[begin Excerpted text]

You can't avoid death. You can't avoid taxes. Now get on with running a profitable business.
Way too many novice real estate investors get caught in a trap that links tax-avoidance strategies with business success. A wise investor turns her back on that approach and knows exactly where she wants to park her business bus: Since wealthy people pay large sums of money in taxes and poor people pay very little, you will want to focus on running a business that makes money.
Parts 5 and 6 of this book will guide the reader through the Canadian tax system. In the meantime, it's good to remind ourselves that taxes are a fact of life in Canada, where three levels of government collect taxes. The federal government collects taxes via income tax based on your income, personal and corporate sales taxes (GST, alcohol, fuel, cigarettes, etc.), corporate capital taxes (based on your assets, not income), and various fees such as EI, CPP, licensing, royalties and more.
Provincial governments collect income taxes that generally blend in your federal income taxes, sales taxes (except Alberta), corporate capital taxes (based on assets or liabilities) and various fees such as royalties and licensing. Alberta has some components of tax that are independent of the federal government, and Quebec collects its own taxes.
Municipal governments generally collect property taxes, business taxes, builders' fees and licensing fees. There is very little connection between municipal government and your income taxes paid to the other two levels of government.

[end Excerpted text]
[begin Record set]

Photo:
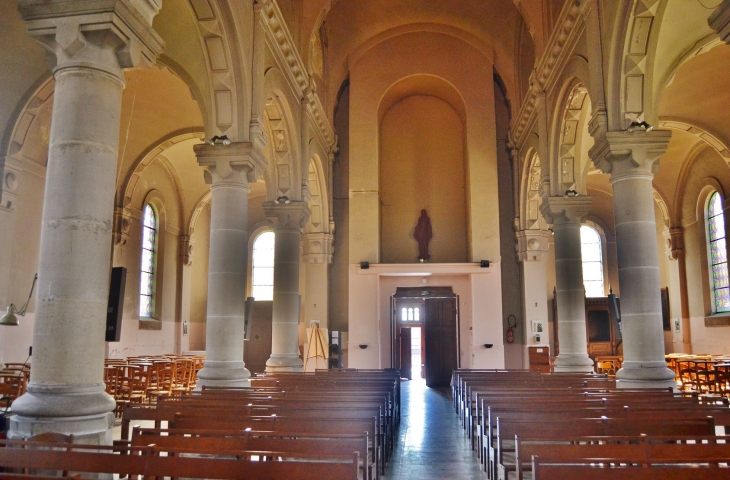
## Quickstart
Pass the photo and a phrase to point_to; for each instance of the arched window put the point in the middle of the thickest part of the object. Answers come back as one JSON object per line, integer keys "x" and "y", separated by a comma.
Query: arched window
{"x": 262, "y": 278}
{"x": 592, "y": 256}
{"x": 149, "y": 263}
{"x": 717, "y": 253}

[end Record set]

## [Exercise tasks]
1 > Render this sentence from the passage on Canadian taxes in Spanish: "In the meantime, it's good to remind ourselves that taxes are a fact of life in Canada, where three levels of government collect taxes."
2 > According to the passage on Canadian taxes, what taxes and fees do municipal governments generally collect? List all of them.
3 > Carry the passage on Canadian taxes forward from its last sentence.
The records are not needed for any of the work.

## [Expected responses]
1 > Mientras tanto, conviene recordar que los impuestos son una realidad de la vida en Canadá, donde tres niveles de gobierno recaudan impuestos.

2 > Property taxes, business taxes, builders' fees, and licensing fees.

3 >
Key Insight
Governments do not have money. All of their money comes from some form of taxation. Individuals and businesses essentially act as government "trustees" in that they pay the costs associated with collecting taxes and then remit the money to the government. A good trustee knows the rules!
Sophisticated Investor Tip
You are in business to make money
The majority of taxes are pro-rated based on the amount of income generated. Sophisticated real estate investors recognize there are two ways to make money: you can trade time for dollars through employment or running a business, or you can learn to make your money work for you and reap the benefit of passive income. Real Estate Investing in Canada shows readers how they can transition from paid employment to full-time investing, or incorporate a part-time approach that's respectful of the individual investor's tolerance for risk.
Regardless of where you are on that spectrum, always remember that you are in business to make money. As an investor, this means you must assess the risk and take investment action when warranted. Investment decisions should be viewed over a long period of time (10-to-20-years minimum) and should never be focused on schemes that aim to avoid taxes. The real purpose of investment income is to get rich, slowly. This approach takes all of the "excitement" out of investing because it focuses on using tried-and-true investing approaches.
For a refresher on the fundamentals of a tried-and-true investing approach, review Appendix 1. The information gleaned from the Property Goldmine Score Card is essential to risk management in a sophisticated real estate investing system.
Red Flag
When it comes to tax shelters, be aware that investment schemes marketed as "tax shelters" are not all created equal. Generally speaking, where a loss is projected at some point in the first four years of a real estate project's life, the project is a tax shelter for tax purposes. But look behind the curtain. If the investment is not ultimately expected to make money, why are you investing in it?
NOTES: ________________________________________________________________________ _______________________________________________________________________________ _______________________________________________________________________________
Tip #2: Assemble your team.
Every decision you make has implications for financial management.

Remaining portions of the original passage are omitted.